Aim:
Reproduce every entry exactly and leave its pictures out.

Records to process start

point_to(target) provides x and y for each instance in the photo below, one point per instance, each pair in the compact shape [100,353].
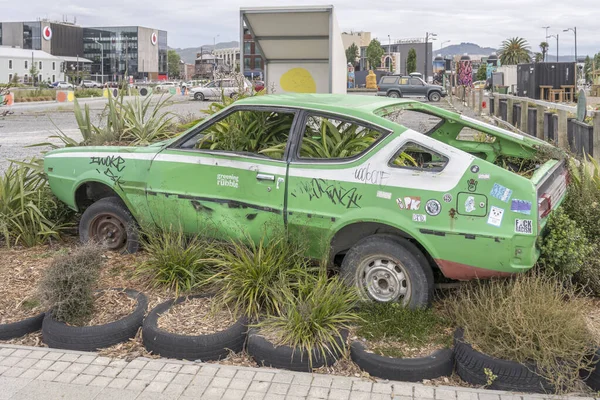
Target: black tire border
[91,338]
[267,354]
[20,328]
[210,347]
[511,375]
[439,363]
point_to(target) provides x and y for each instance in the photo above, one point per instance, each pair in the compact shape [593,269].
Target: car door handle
[265,177]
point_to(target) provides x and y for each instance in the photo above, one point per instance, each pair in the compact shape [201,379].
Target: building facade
[253,61]
[21,63]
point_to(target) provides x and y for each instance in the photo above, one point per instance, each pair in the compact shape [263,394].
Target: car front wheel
[386,269]
[435,97]
[109,223]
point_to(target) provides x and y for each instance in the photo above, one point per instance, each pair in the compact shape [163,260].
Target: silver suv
[409,86]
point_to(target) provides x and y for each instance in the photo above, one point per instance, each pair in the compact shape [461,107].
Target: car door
[213,182]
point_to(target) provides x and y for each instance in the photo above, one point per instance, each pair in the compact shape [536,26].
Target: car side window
[332,138]
[415,156]
[251,132]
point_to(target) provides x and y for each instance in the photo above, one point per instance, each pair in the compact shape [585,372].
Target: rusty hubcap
[108,230]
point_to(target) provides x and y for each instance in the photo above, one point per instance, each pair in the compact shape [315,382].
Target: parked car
[61,85]
[91,84]
[402,198]
[409,86]
[220,88]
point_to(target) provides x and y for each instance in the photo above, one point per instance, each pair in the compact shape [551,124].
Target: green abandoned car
[392,188]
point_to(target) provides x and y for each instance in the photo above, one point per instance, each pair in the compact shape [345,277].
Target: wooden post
[596,135]
[562,129]
[524,116]
[496,105]
[540,121]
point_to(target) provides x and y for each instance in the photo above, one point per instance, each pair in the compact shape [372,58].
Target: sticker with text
[384,195]
[524,226]
[495,218]
[419,217]
[228,180]
[521,206]
[501,193]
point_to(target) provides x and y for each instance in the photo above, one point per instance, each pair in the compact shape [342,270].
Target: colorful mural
[298,80]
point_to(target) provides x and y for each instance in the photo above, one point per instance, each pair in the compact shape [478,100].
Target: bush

Records to process end

Written answer:
point_to(target) provides x and y for each instance in the photo below, one point per instance, each pair in the compact shape [100,353].
Target: black tire border
[91,338]
[267,354]
[20,328]
[210,347]
[511,375]
[439,363]
point_to(target) provides x and y for each instance in the photo above, one point per instance, each pair in the compact shape [593,269].
Target: car door handle
[265,177]
point_to(target) provides x and y for each instance in the photo above, one point per instance, each pair in the compact shape [201,379].
Target: building facade
[253,61]
[21,63]
point_to(target) provides x and y for each instance in the photo above, one point per instance, each pair in the compact shape [263,394].
Target: car front wheel
[386,269]
[435,97]
[109,223]
point_to(target) provides x and y for each instance in the photo above, one point per instance, each pair in the compact shape [163,260].
Target: silver suv
[409,86]
point_to(target) provides x and y for each instance in the photo above, one point per instance, each pair in the compact shape [461,107].
Target: car door
[213,182]
point_to(target) provides x and y for each instance in the photo above, one point per instance, each pair in the compact shape [536,26].
Target: car side window
[332,138]
[415,156]
[251,132]
point_to(target) provides x and y for each instance in the photo above, one point per instance, each pair in the compact shape [585,372].
Target: rusty hubcap
[108,230]
point_to(target) provides x and y for each instance in the photo above, one point per instance, each pair in the compact shape [315,382].
Target: parked car
[61,85]
[91,84]
[402,198]
[409,86]
[220,88]
point_to(target) provides x and y for each instance in the photo above, one point per instance, each pair in the compact shape [551,124].
Target: green abandoned car
[392,188]
point_to(target) provides x and y for each instance in the photo above, one point per instance, each pair in the compact shape [345,277].
Target: wooden post
[596,135]
[562,129]
[524,116]
[496,105]
[540,121]
point_to(target) provides x and y for each instance in the photo above, one point per instance, each pair in the compact shape [372,58].
Target: sticker with text
[384,195]
[524,226]
[495,218]
[419,217]
[228,180]
[521,206]
[501,193]
point_to(target) provides x and y for each instance in the photo above, one point per instance, each pair in the compact shape [342,270].
Target: colorful mural
[298,80]
point_to(target) provides x and y for each instance in the photo above, one point per instance, each pair in the compact shape [478,100].
Target: bush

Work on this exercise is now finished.